Richiesta del compito:
Per favore, trascrivi per intero il brano sull'invasione della Polonia, senza cambiare nulla.

Brano di testo:
* * * * * * *
FILI D'AQUILONE
rivista d'immagini, idee e Poesia

Numero 66
marzo 2024

Inverno

 

L'INVASIONE DELLA POLONIA
Un errore del Prof. Barbero

di Armando Santarelli



In un video che compare su youtube col titolo Hitler non voleva la Guerra?, il professor Alessandro Barbero, dopo aver parlato delle cause della Prima guerra mondiale, sposta l’attenzione sulla Seconda e afferma che «anche quella nessuno la voleva. Siamo in un’Europa, anzi, così traumatizzata dai milioni di morti della Prima che veramente l’idea di un’altra guerra era l’ultima cosa che volevano. Non la voleva neanche Hitler, il quale però era andato al potere in Germania promettendo ai tedeschi che avrebbe di nuovo trasformato la Germania in una grande potenza, che avrebbe messo fine alla vergogna del Trattato di Versailles (…) Hitler non ha nessuna intenzione di scatenare una guerra mondiale, ma vuole riprendersi un po’ per volta quello che appartiene alla Germania, ed è convinto che il mondo glielo lascerà fare, e ci prova, e vede che il mondo davvero lascia fare (…) Non la voleva neanche lui quella guerra, aveva scommesso, tante scommesse gli erano andate bene, quella gli è andata male».
* * * * * * *
Dati mostrati:
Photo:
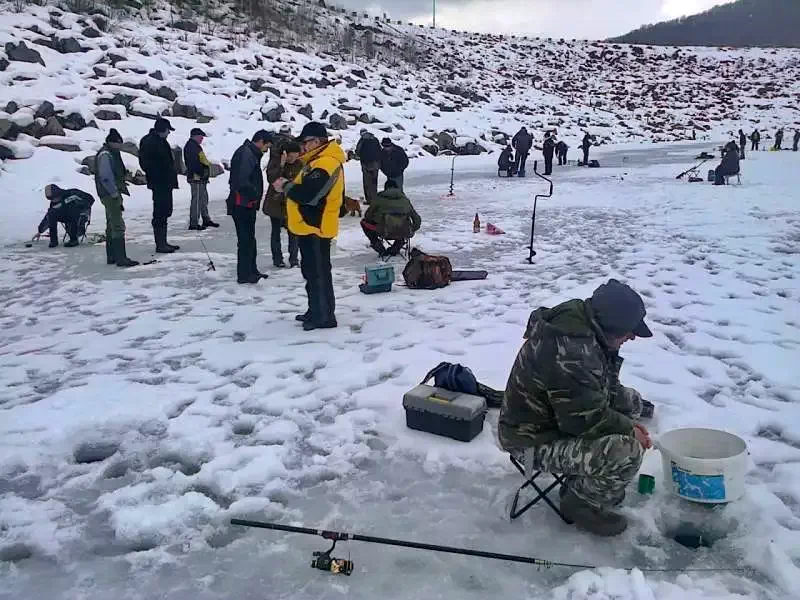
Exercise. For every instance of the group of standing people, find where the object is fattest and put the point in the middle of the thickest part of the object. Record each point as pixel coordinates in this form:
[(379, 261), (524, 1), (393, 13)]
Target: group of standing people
* * * * * * *
Esercizio svolto:
FILI D'AQUILONE
rivista d'immagini, idee e Poesia

Numero 66
marzo 2024

Inverno

 

L'INVASIONE DELLA POLONIA
Un errore del Prof. Barbero

di Armando Santarelli



In un video che compare su youtube col titolo Hitler non voleva la Guerra?, il professor Alessandro Barbero, dopo aver parlato delle cause della Prima guerra mondiale, sposta l’attenzione sulla Seconda e afferma che «anche quella nessuno la voleva. Siamo in un’Europa, anzi, così traumatizzata dai milioni di morti della Prima che veramente l’idea di un’altra guerra era l’ultima cosa che volevano. Non la voleva neanche Hitler, il quale però era andato al potere in Germania promettendo ai tedeschi che avrebbe di nuovo trasformato la Germania in una grande potenza, che avrebbe messo fine alla vergogna del Trattato di Versailles (…) Hitler non ha nessuna intenzione di scatenare una guerra mondiale, ma vuole riprendersi un po’ per volta quello che appartiene alla Germania, ed è convinto che il mondo glielo lascerà fare, e ci prova, e vede che il mondo davvero lascia fare (…) Non la voleva neanche lui quella guerra, aveva scommesso, tante scommesse gli erano andate bene, quella gli è andata male».